● Document segment:

Henry Stewart's picture
Tue, 04/12/2012 - 20:02

Note that the issue here is expenditure in academies in chains. Expenditure for independent academies is now available from here:

http://www.education.gov.uk/schools/performance/academies.html

However for chains (referred to here as Federations) the expenditure is only available for the chain as a whole.

Alan Watkins-Groves's picture
Wed, 05/12/2012 - 06:45

And no-one mentioned the fraud and blatant misuse of public money at the Priory Federation in Lincoln. Public money paying family members for non-jobs, decorating the Headteacher's private apartments in school buildings, training his son to work alone with children despite that son's criminal record, buying vanity artworks, riding stables and chateau?
If one Federation is up to it, the whole lot could be.

Henry Stewart's picture
Wed, 05/12/2012 - 08:33

The Priory shambles did crop up at the PAC hearing. Before discovering (thanks to a whistleblower) the Priory's outrageous expenditure (more here: http://bit.ly/SwZCF7) the Education Funding Agency had apparently previously rated its financial management as "Outstanding".

You couldn't make it up....

Richard's picture
Wed, 05/12/2012 - 09:10

A Director of Childrens Services responsible for 300 or 400 schools will earn around £150,000.

And doon't forget Henry that schools are not the only childrens services that director has responsibility for. There's child care services, child safeguarding services, nursery services etc etc

Janet Downs's picture
Wed, 05/12/2012 - 09:25

I'm amazed that Conservative MPs should express incredulity about the lack of transparency in expenditure for academies in chains. It was the support of Conservative MPs which resulted in the Academies Bill being rushed through Parliament with the speed usually reserved for terrorism legislation. It was Conservative MPs (and it must be said, some Labour politicians such as Lord Adonis) who have exalted chains as the cure for allegedly failing schools. It was Conservative MPs, supported enthusiastically by sections of the media, who paved the way for the expansion of chains by repeating claims that the UK has plummeted down international league tables. These claims, as we now know, were misleading.

● Data section:

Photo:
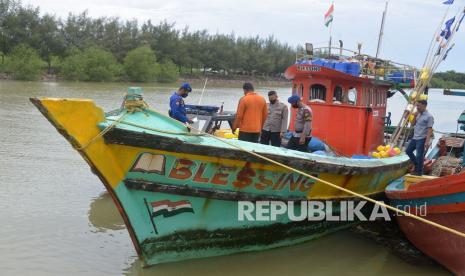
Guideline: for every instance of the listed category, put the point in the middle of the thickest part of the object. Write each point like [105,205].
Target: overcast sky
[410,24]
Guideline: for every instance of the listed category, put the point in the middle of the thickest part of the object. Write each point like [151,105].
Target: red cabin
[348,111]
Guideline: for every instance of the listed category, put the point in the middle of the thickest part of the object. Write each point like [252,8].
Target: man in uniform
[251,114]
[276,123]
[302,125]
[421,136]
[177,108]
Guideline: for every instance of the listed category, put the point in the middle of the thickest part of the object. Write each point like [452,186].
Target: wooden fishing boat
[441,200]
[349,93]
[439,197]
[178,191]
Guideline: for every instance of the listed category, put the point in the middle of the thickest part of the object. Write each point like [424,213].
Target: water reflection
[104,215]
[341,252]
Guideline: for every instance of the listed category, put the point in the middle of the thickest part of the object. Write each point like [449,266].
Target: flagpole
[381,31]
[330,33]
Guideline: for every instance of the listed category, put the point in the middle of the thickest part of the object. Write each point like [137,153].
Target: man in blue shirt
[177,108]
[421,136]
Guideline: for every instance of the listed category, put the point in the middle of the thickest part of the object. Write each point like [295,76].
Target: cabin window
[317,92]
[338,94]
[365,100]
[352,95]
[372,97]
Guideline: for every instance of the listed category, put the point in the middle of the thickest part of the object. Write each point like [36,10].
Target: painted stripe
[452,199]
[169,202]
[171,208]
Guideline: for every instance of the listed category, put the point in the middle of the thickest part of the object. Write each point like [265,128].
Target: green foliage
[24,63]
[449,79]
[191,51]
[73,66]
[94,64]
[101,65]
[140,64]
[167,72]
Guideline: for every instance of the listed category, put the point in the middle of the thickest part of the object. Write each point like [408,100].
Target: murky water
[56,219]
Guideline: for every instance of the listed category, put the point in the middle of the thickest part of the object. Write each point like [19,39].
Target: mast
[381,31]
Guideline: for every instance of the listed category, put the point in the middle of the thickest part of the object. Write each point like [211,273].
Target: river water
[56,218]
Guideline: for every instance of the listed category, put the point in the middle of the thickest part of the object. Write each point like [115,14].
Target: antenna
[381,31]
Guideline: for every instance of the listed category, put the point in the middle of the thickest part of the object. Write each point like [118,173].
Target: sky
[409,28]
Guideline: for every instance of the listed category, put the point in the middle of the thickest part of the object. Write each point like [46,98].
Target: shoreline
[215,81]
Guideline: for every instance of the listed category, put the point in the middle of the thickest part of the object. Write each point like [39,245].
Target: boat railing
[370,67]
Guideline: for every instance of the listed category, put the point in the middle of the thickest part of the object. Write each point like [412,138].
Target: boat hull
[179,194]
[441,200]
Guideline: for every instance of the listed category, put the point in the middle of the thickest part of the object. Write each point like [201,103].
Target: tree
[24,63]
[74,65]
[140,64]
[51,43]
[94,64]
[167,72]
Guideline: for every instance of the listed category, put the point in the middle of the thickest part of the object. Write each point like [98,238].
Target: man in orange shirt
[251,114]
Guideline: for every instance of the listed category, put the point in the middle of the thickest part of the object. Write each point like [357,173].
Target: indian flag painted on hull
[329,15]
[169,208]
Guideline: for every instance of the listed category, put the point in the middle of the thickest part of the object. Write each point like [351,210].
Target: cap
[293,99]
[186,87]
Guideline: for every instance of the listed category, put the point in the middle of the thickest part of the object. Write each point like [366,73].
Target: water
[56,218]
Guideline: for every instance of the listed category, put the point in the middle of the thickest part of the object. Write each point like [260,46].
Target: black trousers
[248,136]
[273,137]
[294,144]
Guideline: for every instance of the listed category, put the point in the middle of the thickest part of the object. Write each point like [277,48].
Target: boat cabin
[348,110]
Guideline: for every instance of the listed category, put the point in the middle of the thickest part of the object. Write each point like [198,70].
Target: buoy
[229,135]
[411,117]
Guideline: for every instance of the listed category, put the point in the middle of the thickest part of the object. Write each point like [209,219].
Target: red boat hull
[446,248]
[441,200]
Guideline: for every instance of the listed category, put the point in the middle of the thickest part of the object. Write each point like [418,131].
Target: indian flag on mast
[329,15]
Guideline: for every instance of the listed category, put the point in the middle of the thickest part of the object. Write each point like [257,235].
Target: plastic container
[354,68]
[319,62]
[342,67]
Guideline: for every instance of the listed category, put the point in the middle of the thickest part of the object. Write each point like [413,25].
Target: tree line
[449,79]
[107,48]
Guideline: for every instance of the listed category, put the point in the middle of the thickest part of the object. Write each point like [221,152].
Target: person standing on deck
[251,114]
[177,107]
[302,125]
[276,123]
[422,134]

● Required tasks:
#1 According to the comment thread, roughly how much does a Director of Children's Services responsible for 300 or 400 schools earn?
#2 Reproduce the comment thread word for word, starting with "Alan Watkins-Groves's picture" and going on through "lot could be.".
#3 List each distinct name under which a comment was posted in the comment thread.
You won't need the entries for this work.

● Expected responses:
#1 Around £150,000.

#2
Alan Watkins-Groves's picture
Wed, 05/12/2012 - 06:45

And no-one mentioned the fraud and blatant misuse of public money at the Priory Federation in Lincoln. Public money paying family members for non-jobs, decorating the Headteacher's private apartments in school buildings, training his son to work alone with children despite that son's criminal record, buying vanity artworks, riding stables and chateau?
If one Federation is up to it, the whole lot could be.

#3
Henry Stewart
Alan Watkins-Groves
Richard
Janet Downs